** WRITTEN INSTRUCTION **
Starting from the line containing "Outline every instance of the white board.", write out the rest of the entries exactly, through the final line, including nothing else.

** SUPPLIED MATERIAL **
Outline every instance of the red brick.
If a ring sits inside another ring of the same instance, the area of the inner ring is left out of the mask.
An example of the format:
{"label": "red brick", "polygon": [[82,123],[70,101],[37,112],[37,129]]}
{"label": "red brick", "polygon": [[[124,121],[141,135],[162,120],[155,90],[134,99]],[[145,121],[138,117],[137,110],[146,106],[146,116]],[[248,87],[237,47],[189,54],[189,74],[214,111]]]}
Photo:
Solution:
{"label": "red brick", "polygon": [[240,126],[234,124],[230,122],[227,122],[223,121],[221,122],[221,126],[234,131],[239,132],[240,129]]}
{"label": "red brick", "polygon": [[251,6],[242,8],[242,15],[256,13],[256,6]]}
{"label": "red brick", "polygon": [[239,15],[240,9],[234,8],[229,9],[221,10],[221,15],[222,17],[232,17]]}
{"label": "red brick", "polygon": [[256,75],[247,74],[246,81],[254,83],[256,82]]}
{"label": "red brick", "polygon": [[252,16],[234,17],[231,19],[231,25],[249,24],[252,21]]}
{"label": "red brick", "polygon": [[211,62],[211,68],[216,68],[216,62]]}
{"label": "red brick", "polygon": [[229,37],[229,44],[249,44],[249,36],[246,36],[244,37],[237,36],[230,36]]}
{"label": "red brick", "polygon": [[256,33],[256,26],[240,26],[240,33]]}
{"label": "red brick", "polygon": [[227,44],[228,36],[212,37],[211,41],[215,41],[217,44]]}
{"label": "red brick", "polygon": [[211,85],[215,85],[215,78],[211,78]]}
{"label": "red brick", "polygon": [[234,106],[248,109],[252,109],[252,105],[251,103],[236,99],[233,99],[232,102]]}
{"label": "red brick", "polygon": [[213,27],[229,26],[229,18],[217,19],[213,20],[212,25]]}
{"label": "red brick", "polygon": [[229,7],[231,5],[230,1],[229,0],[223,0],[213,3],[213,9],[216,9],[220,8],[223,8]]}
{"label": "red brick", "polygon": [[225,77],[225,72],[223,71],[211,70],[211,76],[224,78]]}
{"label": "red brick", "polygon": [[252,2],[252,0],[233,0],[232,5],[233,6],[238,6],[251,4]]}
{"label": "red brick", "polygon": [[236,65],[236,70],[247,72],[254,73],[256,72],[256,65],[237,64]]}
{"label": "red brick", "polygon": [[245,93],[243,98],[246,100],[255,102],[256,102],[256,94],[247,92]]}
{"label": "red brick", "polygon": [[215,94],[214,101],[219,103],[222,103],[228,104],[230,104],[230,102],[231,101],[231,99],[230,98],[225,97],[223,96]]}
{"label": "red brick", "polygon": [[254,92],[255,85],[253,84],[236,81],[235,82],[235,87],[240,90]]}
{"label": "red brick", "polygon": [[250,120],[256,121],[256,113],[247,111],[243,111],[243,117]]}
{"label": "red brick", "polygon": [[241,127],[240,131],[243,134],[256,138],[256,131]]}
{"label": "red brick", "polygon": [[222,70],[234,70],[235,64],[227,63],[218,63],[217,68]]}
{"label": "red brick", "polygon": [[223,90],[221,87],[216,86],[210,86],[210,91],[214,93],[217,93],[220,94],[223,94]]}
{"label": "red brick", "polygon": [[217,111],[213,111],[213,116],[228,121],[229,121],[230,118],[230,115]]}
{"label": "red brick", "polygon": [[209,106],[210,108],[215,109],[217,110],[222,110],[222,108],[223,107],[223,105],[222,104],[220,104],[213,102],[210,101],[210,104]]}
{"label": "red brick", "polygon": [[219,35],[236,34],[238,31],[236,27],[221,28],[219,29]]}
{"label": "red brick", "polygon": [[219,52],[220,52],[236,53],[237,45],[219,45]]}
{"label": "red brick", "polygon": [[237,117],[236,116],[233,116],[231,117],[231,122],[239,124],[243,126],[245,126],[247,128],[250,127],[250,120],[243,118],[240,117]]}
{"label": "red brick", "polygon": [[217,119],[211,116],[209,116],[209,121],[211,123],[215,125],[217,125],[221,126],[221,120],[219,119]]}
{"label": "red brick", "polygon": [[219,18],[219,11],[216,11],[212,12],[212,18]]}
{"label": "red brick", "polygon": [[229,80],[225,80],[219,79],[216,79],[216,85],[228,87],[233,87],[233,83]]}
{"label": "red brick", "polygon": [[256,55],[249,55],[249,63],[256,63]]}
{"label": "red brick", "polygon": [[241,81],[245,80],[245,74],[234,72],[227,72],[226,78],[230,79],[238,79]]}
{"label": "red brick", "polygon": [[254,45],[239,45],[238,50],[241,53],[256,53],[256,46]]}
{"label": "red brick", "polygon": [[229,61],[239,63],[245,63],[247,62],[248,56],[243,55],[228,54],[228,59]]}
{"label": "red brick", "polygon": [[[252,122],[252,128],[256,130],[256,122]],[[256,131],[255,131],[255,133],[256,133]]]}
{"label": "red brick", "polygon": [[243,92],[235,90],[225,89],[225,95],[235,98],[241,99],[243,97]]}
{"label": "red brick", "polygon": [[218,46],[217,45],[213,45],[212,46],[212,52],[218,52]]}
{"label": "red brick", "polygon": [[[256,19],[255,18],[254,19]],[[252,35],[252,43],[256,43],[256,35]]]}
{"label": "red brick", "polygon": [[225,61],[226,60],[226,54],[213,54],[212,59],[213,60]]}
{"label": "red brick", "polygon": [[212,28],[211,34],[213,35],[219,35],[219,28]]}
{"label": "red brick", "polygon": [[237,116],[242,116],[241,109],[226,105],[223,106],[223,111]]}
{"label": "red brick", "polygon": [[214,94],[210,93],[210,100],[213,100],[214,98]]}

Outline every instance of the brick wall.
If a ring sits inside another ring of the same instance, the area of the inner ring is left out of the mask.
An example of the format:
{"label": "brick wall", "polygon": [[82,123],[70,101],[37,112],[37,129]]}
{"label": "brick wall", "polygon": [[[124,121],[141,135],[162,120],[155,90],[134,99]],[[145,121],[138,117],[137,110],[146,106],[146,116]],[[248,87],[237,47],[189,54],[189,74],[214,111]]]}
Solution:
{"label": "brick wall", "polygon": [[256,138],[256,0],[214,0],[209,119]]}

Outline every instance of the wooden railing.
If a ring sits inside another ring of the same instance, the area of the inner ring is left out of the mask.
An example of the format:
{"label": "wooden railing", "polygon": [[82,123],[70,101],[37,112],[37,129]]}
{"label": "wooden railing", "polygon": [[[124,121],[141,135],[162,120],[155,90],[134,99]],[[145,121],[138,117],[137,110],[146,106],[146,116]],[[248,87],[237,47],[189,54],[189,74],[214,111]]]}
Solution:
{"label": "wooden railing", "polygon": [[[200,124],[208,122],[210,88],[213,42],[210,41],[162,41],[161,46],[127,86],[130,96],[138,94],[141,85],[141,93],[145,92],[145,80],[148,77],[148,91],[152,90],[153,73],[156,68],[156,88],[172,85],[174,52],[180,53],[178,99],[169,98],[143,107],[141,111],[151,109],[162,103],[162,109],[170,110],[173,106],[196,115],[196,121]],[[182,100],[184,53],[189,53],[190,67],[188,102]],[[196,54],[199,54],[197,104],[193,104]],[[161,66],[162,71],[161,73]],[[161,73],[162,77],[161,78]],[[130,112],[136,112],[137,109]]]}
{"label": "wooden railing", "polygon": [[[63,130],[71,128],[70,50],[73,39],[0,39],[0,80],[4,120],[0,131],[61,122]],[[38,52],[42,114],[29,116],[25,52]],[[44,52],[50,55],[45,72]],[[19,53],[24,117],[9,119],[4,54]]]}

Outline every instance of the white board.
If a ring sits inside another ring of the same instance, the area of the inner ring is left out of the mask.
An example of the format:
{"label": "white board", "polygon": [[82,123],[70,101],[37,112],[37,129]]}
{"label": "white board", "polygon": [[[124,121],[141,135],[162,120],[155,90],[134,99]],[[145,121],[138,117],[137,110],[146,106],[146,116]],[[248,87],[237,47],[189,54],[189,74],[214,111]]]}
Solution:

** SOLUTION FOR THIS TASK **
Outline every instance of the white board.
If a ring sits inside another ring of the same instance, the area of the inner ring is left out of the mask.
An example of the format:
{"label": "white board", "polygon": [[82,123],[70,101],[37,112],[37,129]]}
{"label": "white board", "polygon": [[[124,121],[141,135],[162,120],[155,90],[134,99]],[[145,121],[138,117],[137,110],[146,106],[146,116]],[[248,87],[237,47],[189,54],[189,74],[214,111]]]}
Solution:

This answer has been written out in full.